What you will do =
Retype the material verbatim, starting at its first line and ending at the line that contains "[363,318,401,365]", with both ends included.

Data excerpts =
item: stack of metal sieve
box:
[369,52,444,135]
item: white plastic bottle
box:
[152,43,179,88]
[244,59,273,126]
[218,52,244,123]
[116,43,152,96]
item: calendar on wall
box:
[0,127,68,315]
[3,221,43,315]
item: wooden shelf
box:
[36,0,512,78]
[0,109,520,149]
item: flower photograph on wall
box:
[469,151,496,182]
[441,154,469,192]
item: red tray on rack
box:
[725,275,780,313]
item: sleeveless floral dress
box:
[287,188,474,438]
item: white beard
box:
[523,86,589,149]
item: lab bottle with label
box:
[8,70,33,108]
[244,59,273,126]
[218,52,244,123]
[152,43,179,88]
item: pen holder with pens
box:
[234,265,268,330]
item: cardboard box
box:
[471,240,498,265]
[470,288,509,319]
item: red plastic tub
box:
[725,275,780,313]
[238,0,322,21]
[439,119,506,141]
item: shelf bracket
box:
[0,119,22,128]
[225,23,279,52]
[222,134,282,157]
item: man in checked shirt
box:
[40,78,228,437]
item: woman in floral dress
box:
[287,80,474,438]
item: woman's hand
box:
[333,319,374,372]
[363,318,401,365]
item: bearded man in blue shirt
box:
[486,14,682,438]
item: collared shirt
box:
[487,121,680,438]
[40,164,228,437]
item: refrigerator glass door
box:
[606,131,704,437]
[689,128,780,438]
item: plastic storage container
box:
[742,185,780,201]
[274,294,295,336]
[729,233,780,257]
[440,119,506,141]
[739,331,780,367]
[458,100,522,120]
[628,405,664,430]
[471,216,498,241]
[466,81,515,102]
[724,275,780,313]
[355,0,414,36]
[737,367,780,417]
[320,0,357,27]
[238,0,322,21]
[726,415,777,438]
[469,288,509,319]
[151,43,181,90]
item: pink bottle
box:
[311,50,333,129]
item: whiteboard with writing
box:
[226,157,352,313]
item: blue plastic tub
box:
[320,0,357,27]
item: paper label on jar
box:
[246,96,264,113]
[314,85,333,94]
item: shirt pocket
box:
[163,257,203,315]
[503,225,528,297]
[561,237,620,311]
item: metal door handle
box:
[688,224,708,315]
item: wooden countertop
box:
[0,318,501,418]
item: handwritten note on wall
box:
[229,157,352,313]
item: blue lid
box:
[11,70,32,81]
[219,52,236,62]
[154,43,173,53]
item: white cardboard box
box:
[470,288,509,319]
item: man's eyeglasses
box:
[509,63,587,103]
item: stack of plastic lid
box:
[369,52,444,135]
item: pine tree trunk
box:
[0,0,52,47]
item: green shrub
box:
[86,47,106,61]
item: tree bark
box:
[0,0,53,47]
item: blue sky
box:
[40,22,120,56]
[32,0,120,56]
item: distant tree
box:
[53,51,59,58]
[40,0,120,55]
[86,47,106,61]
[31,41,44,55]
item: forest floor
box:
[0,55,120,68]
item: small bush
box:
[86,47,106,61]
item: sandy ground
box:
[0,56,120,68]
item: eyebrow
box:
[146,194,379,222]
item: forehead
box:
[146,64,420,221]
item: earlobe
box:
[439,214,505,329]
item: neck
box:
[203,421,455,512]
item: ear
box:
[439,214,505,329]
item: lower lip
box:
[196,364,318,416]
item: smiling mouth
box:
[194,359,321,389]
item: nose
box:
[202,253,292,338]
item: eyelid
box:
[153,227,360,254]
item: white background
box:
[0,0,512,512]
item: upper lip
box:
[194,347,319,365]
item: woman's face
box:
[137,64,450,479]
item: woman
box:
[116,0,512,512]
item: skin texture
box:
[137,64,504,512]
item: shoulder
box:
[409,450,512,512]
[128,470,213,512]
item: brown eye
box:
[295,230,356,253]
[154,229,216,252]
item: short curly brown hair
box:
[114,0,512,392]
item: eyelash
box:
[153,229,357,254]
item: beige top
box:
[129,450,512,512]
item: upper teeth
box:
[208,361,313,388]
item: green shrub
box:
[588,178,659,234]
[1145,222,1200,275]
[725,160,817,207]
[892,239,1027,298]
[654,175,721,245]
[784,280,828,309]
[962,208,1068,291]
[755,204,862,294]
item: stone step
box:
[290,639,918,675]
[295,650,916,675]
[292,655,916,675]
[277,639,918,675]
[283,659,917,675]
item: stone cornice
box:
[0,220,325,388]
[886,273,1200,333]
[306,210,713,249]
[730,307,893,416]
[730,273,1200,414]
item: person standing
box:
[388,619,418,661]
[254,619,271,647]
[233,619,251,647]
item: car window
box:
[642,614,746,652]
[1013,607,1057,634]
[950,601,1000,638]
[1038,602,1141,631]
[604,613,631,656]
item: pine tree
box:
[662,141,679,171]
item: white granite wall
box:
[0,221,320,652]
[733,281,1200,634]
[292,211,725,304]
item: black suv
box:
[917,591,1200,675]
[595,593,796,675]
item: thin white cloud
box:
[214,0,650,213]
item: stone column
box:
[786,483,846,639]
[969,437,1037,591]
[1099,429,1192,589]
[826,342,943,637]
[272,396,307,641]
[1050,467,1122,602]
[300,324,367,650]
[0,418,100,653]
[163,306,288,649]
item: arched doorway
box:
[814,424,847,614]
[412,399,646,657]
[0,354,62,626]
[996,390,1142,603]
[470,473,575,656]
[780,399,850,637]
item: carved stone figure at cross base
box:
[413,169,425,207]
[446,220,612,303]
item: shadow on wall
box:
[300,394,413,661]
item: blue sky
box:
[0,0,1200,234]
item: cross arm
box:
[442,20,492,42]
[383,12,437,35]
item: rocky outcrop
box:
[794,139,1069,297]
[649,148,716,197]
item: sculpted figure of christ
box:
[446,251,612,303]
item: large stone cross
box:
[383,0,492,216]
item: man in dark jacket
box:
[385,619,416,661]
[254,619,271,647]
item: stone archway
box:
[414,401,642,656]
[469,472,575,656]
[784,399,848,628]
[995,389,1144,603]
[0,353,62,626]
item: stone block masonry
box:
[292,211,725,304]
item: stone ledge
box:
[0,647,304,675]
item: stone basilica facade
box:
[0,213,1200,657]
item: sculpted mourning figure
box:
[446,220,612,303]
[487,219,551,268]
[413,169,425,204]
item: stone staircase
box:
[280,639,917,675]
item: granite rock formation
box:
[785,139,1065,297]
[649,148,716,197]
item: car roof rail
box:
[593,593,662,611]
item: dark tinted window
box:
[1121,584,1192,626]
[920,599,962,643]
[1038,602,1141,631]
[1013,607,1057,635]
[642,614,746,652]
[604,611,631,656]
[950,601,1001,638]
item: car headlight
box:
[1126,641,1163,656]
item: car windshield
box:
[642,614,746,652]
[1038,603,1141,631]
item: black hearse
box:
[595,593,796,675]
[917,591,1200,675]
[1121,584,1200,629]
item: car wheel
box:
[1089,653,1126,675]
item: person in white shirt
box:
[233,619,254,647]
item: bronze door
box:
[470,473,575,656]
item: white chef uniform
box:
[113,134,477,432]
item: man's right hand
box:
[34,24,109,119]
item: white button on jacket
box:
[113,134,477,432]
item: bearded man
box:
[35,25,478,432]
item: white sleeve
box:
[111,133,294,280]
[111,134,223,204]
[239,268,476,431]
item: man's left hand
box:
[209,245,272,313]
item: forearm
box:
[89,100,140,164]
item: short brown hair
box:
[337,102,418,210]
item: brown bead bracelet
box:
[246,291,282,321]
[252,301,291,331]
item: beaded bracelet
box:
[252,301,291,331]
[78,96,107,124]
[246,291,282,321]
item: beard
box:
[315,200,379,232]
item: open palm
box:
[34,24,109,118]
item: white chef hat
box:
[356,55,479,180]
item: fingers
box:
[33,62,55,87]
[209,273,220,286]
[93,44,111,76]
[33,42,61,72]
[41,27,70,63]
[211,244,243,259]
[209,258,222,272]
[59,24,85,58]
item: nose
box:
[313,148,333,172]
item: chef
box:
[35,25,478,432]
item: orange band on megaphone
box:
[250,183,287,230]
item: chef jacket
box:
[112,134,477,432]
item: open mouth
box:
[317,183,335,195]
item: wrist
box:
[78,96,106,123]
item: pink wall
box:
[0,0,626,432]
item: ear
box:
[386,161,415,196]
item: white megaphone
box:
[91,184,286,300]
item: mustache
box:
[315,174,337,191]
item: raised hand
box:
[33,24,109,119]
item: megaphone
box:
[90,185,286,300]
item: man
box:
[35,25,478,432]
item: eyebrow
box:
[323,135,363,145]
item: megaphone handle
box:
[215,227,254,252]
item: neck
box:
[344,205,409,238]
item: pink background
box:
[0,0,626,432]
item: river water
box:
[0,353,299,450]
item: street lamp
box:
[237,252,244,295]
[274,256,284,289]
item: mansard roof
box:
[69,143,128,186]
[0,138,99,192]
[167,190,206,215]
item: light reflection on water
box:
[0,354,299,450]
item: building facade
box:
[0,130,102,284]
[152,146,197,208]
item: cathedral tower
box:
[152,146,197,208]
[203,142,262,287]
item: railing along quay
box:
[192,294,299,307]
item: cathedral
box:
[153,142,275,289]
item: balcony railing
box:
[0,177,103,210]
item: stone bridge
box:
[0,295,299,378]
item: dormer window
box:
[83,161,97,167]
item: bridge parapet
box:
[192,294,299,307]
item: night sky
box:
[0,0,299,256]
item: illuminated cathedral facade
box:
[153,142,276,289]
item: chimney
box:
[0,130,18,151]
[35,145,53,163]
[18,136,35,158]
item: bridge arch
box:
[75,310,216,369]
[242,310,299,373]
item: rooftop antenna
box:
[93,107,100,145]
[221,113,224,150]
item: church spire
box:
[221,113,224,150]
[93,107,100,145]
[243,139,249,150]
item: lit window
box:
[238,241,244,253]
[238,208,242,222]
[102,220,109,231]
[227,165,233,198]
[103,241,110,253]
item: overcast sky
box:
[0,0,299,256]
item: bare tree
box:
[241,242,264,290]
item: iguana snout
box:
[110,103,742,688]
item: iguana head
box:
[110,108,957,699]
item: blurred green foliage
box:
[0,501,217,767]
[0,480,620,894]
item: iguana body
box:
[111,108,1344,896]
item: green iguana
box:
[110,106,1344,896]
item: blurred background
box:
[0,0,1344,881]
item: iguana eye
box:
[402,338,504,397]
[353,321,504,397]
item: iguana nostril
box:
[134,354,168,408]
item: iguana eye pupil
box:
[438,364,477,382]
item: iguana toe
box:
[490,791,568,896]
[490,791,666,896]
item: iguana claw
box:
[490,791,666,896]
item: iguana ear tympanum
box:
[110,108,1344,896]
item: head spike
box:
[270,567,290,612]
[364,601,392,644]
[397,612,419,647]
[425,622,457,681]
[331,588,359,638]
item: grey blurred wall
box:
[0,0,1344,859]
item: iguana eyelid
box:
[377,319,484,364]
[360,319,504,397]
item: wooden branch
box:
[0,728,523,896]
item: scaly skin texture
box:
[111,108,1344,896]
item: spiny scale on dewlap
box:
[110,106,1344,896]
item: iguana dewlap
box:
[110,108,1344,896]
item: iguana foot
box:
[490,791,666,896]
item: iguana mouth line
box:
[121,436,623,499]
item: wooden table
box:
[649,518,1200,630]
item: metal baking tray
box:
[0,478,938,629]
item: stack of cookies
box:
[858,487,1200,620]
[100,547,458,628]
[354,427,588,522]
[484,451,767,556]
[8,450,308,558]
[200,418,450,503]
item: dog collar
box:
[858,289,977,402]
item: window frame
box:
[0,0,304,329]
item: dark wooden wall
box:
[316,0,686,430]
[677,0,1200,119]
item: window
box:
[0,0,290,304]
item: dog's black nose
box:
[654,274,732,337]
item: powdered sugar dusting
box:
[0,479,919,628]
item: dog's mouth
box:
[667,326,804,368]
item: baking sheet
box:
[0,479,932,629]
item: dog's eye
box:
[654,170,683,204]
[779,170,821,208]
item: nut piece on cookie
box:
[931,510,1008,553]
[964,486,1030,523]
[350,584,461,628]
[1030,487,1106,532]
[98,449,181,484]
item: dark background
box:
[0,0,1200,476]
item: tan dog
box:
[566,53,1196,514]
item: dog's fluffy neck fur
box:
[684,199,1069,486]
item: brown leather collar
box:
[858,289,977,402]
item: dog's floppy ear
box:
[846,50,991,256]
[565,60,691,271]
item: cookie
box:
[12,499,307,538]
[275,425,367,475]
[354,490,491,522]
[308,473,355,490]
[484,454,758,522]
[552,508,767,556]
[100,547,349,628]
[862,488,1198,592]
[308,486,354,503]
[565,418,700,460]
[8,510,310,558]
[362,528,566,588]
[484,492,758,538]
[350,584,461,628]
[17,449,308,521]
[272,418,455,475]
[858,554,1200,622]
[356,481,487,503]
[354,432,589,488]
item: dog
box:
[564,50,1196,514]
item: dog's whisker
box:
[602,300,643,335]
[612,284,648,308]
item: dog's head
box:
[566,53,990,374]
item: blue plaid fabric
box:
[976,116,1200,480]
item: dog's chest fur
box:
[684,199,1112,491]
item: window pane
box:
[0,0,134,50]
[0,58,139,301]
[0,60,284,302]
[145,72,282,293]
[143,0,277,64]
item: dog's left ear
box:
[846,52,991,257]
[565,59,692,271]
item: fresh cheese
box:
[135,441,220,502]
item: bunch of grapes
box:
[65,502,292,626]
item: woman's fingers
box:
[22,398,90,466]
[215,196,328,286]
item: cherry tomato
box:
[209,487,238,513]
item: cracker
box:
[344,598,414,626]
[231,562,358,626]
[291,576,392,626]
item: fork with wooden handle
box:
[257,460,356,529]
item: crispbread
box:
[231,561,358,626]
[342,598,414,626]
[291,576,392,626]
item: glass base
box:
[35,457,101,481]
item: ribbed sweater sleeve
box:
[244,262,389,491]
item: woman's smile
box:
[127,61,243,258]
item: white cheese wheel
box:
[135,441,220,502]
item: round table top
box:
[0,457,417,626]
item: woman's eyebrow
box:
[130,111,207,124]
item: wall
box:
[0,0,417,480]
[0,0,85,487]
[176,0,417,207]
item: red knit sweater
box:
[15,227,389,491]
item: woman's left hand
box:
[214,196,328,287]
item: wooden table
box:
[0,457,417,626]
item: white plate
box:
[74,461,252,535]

Answer for the task =
item: stack of metal sieve
box:
[369,52,444,135]
item: white plastic bottle
box:
[152,43,179,88]
[244,59,273,126]
[218,52,244,123]
[116,43,152,96]
item: calendar on wall
box:
[0,127,68,315]
[3,221,43,315]
item: wooden shelf
box:
[36,0,512,78]
[0,109,520,149]
item: flower photograph on wall
box:
[469,151,496,182]
[441,154,469,192]
item: red tray on rack
box:
[725,275,780,313]
item: sleeveless floral dress
box:
[287,188,474,438]
item: white beard
box:
[523,86,589,149]
item: lab bottle with label
box:
[8,70,33,108]
[244,59,273,126]
[218,52,244,123]
[152,43,179,88]
item: pen holder with pens
box:
[234,265,268,330]
item: cardboard box
box:
[471,240,498,265]
[470,288,509,319]
item: red plastic tub
box:
[725,275,780,313]
[238,0,322,21]
[439,119,506,141]
item: shelf bracket
box:
[0,119,22,128]
[225,23,279,52]
[222,134,282,157]
item: man in checked shirt
box:
[40,78,228,437]
item: woman in floral dress
box:
[287,80,474,438]
item: woman's hand
box:
[333,319,374,372]
[363,318,401,365]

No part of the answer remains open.